>>

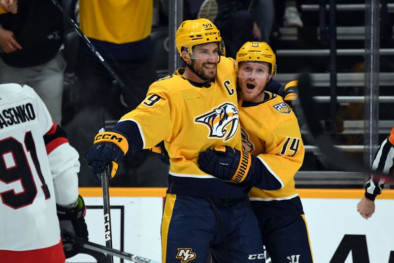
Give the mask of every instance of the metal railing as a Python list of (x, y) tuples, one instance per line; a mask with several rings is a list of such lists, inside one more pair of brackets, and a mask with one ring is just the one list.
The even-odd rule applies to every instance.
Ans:
[[(394, 55), (394, 48), (381, 48), (379, 54), (383, 56)], [(288, 57), (302, 56), (305, 57), (327, 56), (330, 54), (329, 49), (278, 49), (276, 55)], [(338, 56), (364, 56), (363, 48), (338, 49), (336, 50)]]
[[(282, 83), (297, 79), (298, 73), (279, 73), (275, 76), (275, 79)], [(328, 73), (312, 73), (312, 85), (314, 87), (329, 87), (329, 74)], [(364, 73), (338, 73), (337, 85), (363, 86), (365, 84)], [(392, 86), (394, 84), (394, 73), (381, 72), (379, 74), (379, 84), (381, 86)]]

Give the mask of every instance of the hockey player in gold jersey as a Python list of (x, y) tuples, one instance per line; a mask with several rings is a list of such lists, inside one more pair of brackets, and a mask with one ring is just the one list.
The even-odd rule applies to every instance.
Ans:
[(264, 263), (258, 223), (248, 186), (201, 171), (198, 153), (226, 145), (241, 150), (234, 60), (222, 56), (220, 33), (209, 20), (187, 20), (176, 33), (186, 65), (154, 82), (146, 98), (110, 132), (97, 135), (85, 156), (95, 180), (109, 165), (111, 176), (129, 149), (164, 141), (169, 157), (162, 222), (163, 263)]
[[(266, 43), (248, 42), (237, 53), (236, 66), (243, 150), (208, 149), (198, 162), (202, 170), (221, 180), (255, 187), (249, 198), (272, 262), (312, 263), (294, 179), (305, 151), (299, 128), (282, 98), (264, 91), (276, 73), (275, 54)], [(247, 168), (239, 173), (236, 169), (243, 166)]]

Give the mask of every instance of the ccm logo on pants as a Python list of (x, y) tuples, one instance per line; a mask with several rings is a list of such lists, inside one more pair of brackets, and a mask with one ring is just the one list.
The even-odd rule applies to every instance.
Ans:
[(250, 255), (248, 257), (248, 260), (261, 260), (264, 258), (264, 253)]

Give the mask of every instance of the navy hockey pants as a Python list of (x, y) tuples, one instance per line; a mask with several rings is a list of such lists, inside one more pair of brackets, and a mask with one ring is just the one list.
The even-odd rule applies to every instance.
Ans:
[(259, 225), (247, 197), (167, 194), (162, 221), (163, 263), (264, 263)]
[(272, 262), (313, 262), (307, 226), (303, 215), (273, 218), (258, 217), (258, 221), (263, 242)]

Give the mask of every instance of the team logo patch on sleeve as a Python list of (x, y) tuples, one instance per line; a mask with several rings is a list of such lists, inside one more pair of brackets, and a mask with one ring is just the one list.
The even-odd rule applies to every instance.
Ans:
[(194, 121), (208, 127), (207, 138), (223, 139), (226, 142), (234, 137), (239, 126), (238, 108), (234, 104), (226, 102), (196, 117)]
[(292, 112), (292, 109), (284, 102), (275, 104), (272, 107), (280, 113), (289, 113)]

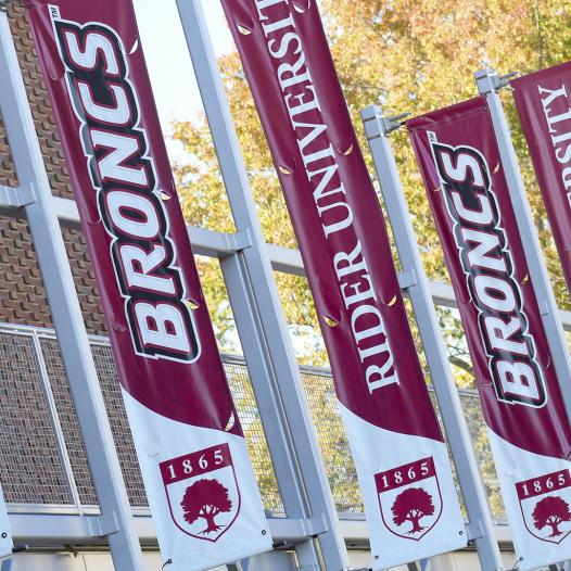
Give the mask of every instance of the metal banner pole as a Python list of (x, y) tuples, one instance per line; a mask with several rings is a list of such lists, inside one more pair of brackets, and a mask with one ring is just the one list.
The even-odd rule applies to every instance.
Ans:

<<

What is being asked
Rewrite all the items above, changing every "even-odd rule" to "nonzero winding rule" and leaving everything else as it is. Omit the pictures.

Exercise output
Give the mask of every instance of the metal railing as a Python list of (x, y) tuples, one instance per line; a mask with several rings is a list of such lists, inside one more pair of brackets, and a mask with one ring is just the one list.
The nonzero winding rule applies to every instance.
Ans:
[[(394, 55), (394, 48), (381, 48), (379, 54), (383, 56)], [(288, 57), (302, 56), (305, 57), (327, 56), (330, 54), (329, 49), (278, 49), (276, 55)], [(338, 56), (364, 56), (363, 48), (338, 49), (336, 50)]]
[[(282, 83), (297, 79), (298, 73), (279, 73), (275, 76), (275, 79)], [(328, 73), (312, 73), (312, 85), (314, 87), (329, 87), (329, 74)], [(364, 73), (338, 73), (337, 85), (363, 86), (365, 84)], [(392, 86), (394, 84), (394, 73), (381, 72), (379, 74), (379, 84), (381, 86)]]

Give the mask of every instance of the hockey player in gold jersey as a Python list of (x, y) tuples, one instance per line; a mask with several rings is a list of such lists, inside one more pair of brackets, and a mask with one ring is just the one list.
The nonzero winding rule applies to every instance.
Ans:
[(264, 263), (258, 223), (248, 186), (201, 171), (198, 153), (226, 145), (241, 150), (234, 60), (222, 56), (220, 33), (209, 20), (187, 20), (176, 33), (186, 65), (154, 82), (146, 98), (110, 132), (97, 135), (85, 156), (95, 180), (109, 165), (111, 176), (129, 149), (164, 141), (169, 157), (162, 222), (163, 263)]
[[(266, 43), (248, 42), (237, 53), (236, 66), (243, 150), (208, 149), (198, 162), (202, 170), (221, 180), (255, 187), (249, 198), (272, 262), (312, 263), (294, 179), (305, 151), (299, 128), (282, 98), (264, 91), (276, 73), (275, 54)], [(247, 168), (239, 173), (236, 169), (243, 166)]]

Give the mask of every instance of the ccm logo on pants as a Python list of (x, y) tuples, one instance per line; a mask with several rings is a list of such lists, inside one more pair of brackets, and a mask with one ring is just the one list.
The nonzero winding rule applies to every instance.
Ans:
[(250, 255), (248, 257), (248, 260), (261, 260), (264, 258), (264, 253)]

Give the mask of every instance of the navy hockey pants as a Python list of (x, y) tuples, one instance per line; a mask with several rings is a list of such lists, inside one more pair of brackets, and a mask with one ring is just the one list.
The nonzero winding rule applies to every instance.
Ans:
[(259, 225), (247, 197), (167, 194), (162, 221), (163, 263), (264, 263)]
[(272, 262), (313, 262), (307, 226), (303, 215), (273, 218), (258, 217), (258, 221), (263, 242)]

Give the mask of every instance of the team logo patch on sleeve as a Python list of (x, y) tuples, one instance per line; a mask with several rings is a list of such lists, inside one more pair of brackets, and a mask with one ring is just the one list.
The nonzero winding rule applies to every instance.
Ans:
[(194, 121), (208, 127), (207, 138), (223, 139), (226, 142), (234, 137), (239, 126), (238, 108), (234, 104), (226, 102), (196, 117)]
[(292, 112), (292, 109), (284, 102), (275, 104), (272, 107), (280, 113), (289, 113)]

Give the mask of every instance of the metal banner pole as a Python list of (x, y) tuples, one instance per line; a mask with several rings is a list of such lists, inside one more pair of brackets, and a mask with one ring is just the one list.
The nonzero winding rule applies to every instance.
Ans:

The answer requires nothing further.